[INFORMATION Boundary: Start]

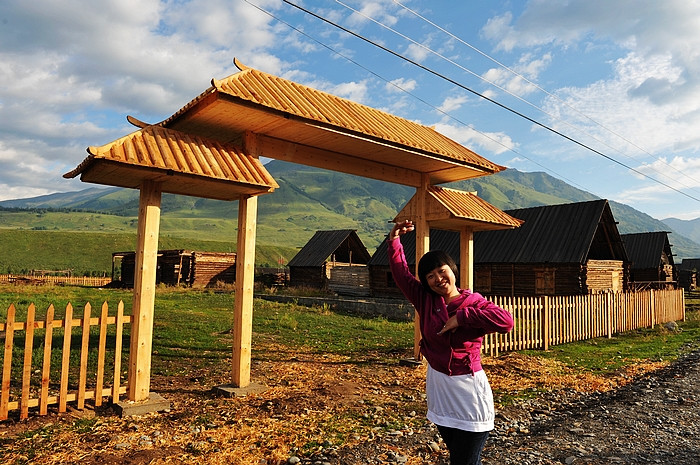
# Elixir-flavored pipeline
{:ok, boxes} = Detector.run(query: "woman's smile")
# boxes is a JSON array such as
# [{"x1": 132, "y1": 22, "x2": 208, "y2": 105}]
[{"x1": 426, "y1": 265, "x2": 459, "y2": 299}]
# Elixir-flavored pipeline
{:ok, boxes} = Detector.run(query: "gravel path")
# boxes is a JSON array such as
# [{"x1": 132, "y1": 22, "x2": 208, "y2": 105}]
[
  {"x1": 483, "y1": 345, "x2": 700, "y2": 465},
  {"x1": 315, "y1": 345, "x2": 700, "y2": 465}
]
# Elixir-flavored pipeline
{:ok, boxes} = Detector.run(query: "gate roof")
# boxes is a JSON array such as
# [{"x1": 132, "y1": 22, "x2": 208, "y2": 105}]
[
  {"x1": 64, "y1": 125, "x2": 278, "y2": 199},
  {"x1": 148, "y1": 59, "x2": 504, "y2": 187}
]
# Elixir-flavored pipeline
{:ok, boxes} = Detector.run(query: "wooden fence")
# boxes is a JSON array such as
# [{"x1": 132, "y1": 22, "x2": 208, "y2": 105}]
[
  {"x1": 1, "y1": 301, "x2": 130, "y2": 420},
  {"x1": 482, "y1": 289, "x2": 685, "y2": 355},
  {"x1": 0, "y1": 288, "x2": 686, "y2": 421},
  {"x1": 0, "y1": 274, "x2": 112, "y2": 287}
]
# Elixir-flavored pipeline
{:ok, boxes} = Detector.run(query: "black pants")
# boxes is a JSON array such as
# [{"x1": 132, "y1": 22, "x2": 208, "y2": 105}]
[{"x1": 436, "y1": 425, "x2": 489, "y2": 465}]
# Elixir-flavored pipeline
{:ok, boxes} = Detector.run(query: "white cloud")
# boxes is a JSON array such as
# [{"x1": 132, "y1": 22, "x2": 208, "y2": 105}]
[
  {"x1": 437, "y1": 95, "x2": 468, "y2": 113},
  {"x1": 386, "y1": 77, "x2": 418, "y2": 93},
  {"x1": 433, "y1": 122, "x2": 517, "y2": 156},
  {"x1": 347, "y1": 0, "x2": 399, "y2": 28},
  {"x1": 544, "y1": 52, "x2": 700, "y2": 157},
  {"x1": 482, "y1": 53, "x2": 552, "y2": 96},
  {"x1": 328, "y1": 80, "x2": 370, "y2": 104},
  {"x1": 404, "y1": 42, "x2": 430, "y2": 62}
]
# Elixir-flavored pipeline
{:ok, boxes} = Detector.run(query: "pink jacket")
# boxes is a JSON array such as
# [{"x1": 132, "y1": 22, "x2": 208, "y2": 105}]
[{"x1": 388, "y1": 238, "x2": 514, "y2": 376}]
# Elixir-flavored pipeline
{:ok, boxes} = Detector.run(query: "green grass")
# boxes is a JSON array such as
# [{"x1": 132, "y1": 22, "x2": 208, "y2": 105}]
[
  {"x1": 0, "y1": 229, "x2": 298, "y2": 275},
  {"x1": 1, "y1": 285, "x2": 699, "y2": 391}
]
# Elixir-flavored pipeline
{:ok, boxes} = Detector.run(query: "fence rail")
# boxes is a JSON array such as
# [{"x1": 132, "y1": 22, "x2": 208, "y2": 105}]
[
  {"x1": 0, "y1": 288, "x2": 686, "y2": 421},
  {"x1": 482, "y1": 289, "x2": 685, "y2": 355},
  {"x1": 1, "y1": 301, "x2": 130, "y2": 420},
  {"x1": 0, "y1": 274, "x2": 112, "y2": 287}
]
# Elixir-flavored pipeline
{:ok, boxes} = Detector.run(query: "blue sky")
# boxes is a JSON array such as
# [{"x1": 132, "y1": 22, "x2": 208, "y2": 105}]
[{"x1": 2, "y1": 0, "x2": 700, "y2": 221}]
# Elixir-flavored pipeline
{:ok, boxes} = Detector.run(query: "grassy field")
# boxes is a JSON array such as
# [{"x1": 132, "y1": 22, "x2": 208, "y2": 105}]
[
  {"x1": 0, "y1": 229, "x2": 298, "y2": 275},
  {"x1": 2, "y1": 285, "x2": 699, "y2": 382}
]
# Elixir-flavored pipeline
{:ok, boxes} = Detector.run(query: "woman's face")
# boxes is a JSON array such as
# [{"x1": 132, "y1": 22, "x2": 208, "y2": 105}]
[{"x1": 425, "y1": 264, "x2": 458, "y2": 298}]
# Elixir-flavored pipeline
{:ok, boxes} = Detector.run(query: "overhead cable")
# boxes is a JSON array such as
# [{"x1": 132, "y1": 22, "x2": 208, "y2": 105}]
[
  {"x1": 239, "y1": 0, "x2": 589, "y2": 190},
  {"x1": 391, "y1": 0, "x2": 700, "y2": 195},
  {"x1": 281, "y1": 0, "x2": 700, "y2": 203}
]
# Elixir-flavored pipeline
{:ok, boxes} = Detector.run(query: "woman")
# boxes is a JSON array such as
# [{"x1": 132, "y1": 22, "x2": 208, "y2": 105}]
[{"x1": 388, "y1": 220, "x2": 514, "y2": 465}]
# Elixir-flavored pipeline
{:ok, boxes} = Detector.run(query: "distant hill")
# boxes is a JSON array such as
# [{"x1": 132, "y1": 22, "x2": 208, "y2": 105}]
[
  {"x1": 662, "y1": 217, "x2": 700, "y2": 257},
  {"x1": 2, "y1": 160, "x2": 700, "y2": 261}
]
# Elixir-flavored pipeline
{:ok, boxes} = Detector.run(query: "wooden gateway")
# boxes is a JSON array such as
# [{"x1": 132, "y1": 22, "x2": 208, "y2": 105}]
[{"x1": 66, "y1": 58, "x2": 511, "y2": 401}]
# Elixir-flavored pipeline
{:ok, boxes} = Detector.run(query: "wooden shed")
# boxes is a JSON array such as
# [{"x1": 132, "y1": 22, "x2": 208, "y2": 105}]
[
  {"x1": 475, "y1": 200, "x2": 629, "y2": 295},
  {"x1": 113, "y1": 250, "x2": 236, "y2": 288},
  {"x1": 678, "y1": 258, "x2": 700, "y2": 290},
  {"x1": 288, "y1": 229, "x2": 371, "y2": 295},
  {"x1": 370, "y1": 199, "x2": 629, "y2": 297},
  {"x1": 621, "y1": 232, "x2": 676, "y2": 289}
]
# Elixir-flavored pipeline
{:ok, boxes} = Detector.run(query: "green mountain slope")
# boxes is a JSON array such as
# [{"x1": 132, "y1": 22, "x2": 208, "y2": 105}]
[{"x1": 2, "y1": 160, "x2": 700, "y2": 273}]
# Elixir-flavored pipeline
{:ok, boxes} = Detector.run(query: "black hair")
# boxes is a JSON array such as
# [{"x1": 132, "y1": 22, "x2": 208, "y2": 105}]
[{"x1": 417, "y1": 250, "x2": 459, "y2": 293}]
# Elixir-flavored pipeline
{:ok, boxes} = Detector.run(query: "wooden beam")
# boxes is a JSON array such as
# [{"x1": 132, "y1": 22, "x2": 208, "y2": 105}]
[
  {"x1": 413, "y1": 174, "x2": 431, "y2": 360},
  {"x1": 251, "y1": 134, "x2": 424, "y2": 187},
  {"x1": 460, "y1": 226, "x2": 474, "y2": 291},
  {"x1": 231, "y1": 193, "x2": 258, "y2": 387},
  {"x1": 127, "y1": 180, "x2": 162, "y2": 402}
]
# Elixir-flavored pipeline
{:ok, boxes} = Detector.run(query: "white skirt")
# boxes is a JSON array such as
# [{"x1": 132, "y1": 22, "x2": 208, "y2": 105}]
[{"x1": 425, "y1": 364, "x2": 495, "y2": 432}]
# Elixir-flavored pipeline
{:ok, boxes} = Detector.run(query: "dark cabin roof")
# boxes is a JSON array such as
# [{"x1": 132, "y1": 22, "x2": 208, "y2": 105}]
[
  {"x1": 369, "y1": 199, "x2": 628, "y2": 266},
  {"x1": 475, "y1": 199, "x2": 627, "y2": 264},
  {"x1": 288, "y1": 229, "x2": 371, "y2": 267},
  {"x1": 369, "y1": 229, "x2": 460, "y2": 267},
  {"x1": 621, "y1": 232, "x2": 674, "y2": 269},
  {"x1": 679, "y1": 258, "x2": 700, "y2": 271}
]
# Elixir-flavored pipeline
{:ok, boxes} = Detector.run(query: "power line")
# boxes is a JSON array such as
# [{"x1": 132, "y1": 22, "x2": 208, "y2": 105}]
[
  {"x1": 334, "y1": 0, "x2": 700, "y2": 197},
  {"x1": 280, "y1": 0, "x2": 700, "y2": 204},
  {"x1": 391, "y1": 0, "x2": 700, "y2": 196},
  {"x1": 239, "y1": 0, "x2": 591, "y2": 191}
]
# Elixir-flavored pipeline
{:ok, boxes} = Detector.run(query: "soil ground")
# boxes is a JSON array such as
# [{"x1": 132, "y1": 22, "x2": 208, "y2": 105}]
[{"x1": 1, "y1": 344, "x2": 699, "y2": 464}]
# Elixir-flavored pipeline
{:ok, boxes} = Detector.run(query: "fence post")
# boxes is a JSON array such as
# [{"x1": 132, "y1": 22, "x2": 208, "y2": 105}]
[
  {"x1": 541, "y1": 296, "x2": 550, "y2": 350},
  {"x1": 1, "y1": 304, "x2": 17, "y2": 421},
  {"x1": 649, "y1": 289, "x2": 656, "y2": 328},
  {"x1": 606, "y1": 292, "x2": 613, "y2": 339}
]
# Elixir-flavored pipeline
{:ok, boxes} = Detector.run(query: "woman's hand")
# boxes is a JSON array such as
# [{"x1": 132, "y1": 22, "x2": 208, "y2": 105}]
[
  {"x1": 389, "y1": 220, "x2": 415, "y2": 240},
  {"x1": 437, "y1": 315, "x2": 459, "y2": 335}
]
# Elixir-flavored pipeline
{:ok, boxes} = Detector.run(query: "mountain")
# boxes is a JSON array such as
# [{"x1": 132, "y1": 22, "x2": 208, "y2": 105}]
[
  {"x1": 2, "y1": 160, "x2": 700, "y2": 259},
  {"x1": 662, "y1": 217, "x2": 700, "y2": 246}
]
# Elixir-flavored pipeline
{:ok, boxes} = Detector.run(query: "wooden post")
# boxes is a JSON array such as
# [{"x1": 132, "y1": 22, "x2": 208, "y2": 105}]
[
  {"x1": 127, "y1": 180, "x2": 162, "y2": 402},
  {"x1": 541, "y1": 296, "x2": 550, "y2": 350},
  {"x1": 459, "y1": 226, "x2": 474, "y2": 291},
  {"x1": 606, "y1": 292, "x2": 613, "y2": 339},
  {"x1": 413, "y1": 174, "x2": 430, "y2": 360},
  {"x1": 232, "y1": 193, "x2": 258, "y2": 387}
]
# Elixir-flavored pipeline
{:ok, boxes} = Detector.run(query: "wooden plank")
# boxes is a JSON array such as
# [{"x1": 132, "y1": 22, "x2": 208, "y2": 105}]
[
  {"x1": 113, "y1": 302, "x2": 125, "y2": 403},
  {"x1": 232, "y1": 193, "x2": 258, "y2": 387},
  {"x1": 128, "y1": 180, "x2": 162, "y2": 402},
  {"x1": 7, "y1": 386, "x2": 127, "y2": 411},
  {"x1": 59, "y1": 303, "x2": 73, "y2": 413},
  {"x1": 95, "y1": 302, "x2": 108, "y2": 407},
  {"x1": 77, "y1": 303, "x2": 92, "y2": 410},
  {"x1": 1, "y1": 304, "x2": 17, "y2": 420},
  {"x1": 20, "y1": 304, "x2": 36, "y2": 419},
  {"x1": 40, "y1": 304, "x2": 55, "y2": 415},
  {"x1": 254, "y1": 133, "x2": 423, "y2": 187}
]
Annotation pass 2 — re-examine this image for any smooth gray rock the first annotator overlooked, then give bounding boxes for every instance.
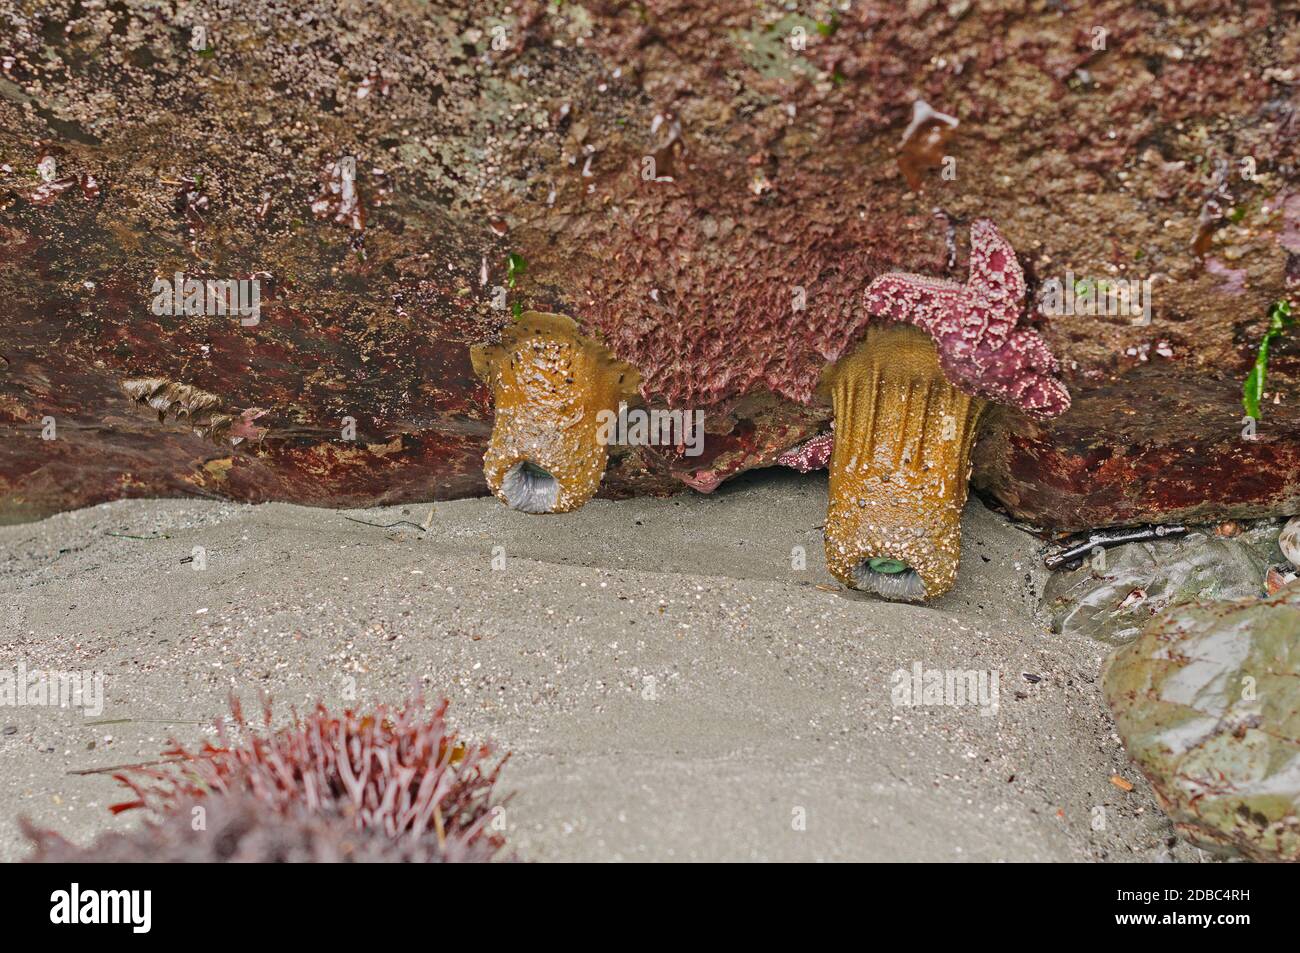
[1104,583,1300,862]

[INFORMATION Boundary: End]

> **YOUR ASSIGNMENT**
Look through the listing and extract every line with "roof" in it.

> **YOUR SOLUTION**
{:ok, boxes} = Detector.run(query: "gate roof")
{:ok, boxes} = Detector.run(query: "dark cabin roof")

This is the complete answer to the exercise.